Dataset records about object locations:
○ ○ ○

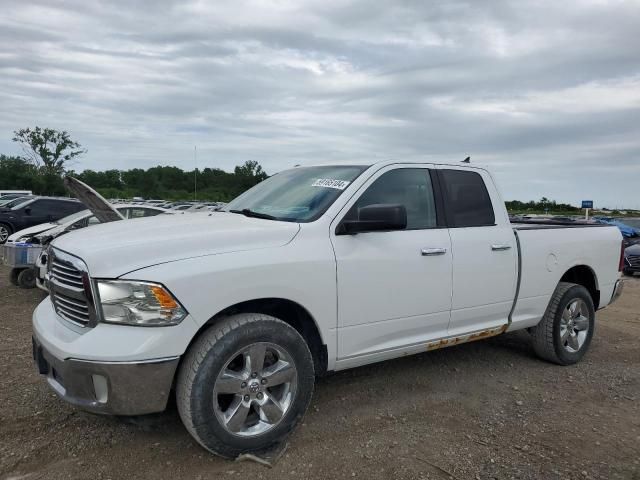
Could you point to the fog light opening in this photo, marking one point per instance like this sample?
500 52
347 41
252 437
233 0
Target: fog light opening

○ ○ ○

Show every line in the records that contains the word "light". Give each line in full.

Could you point to the fog light opening in this photo, marking one point per instance like this sample?
Target: fog light opening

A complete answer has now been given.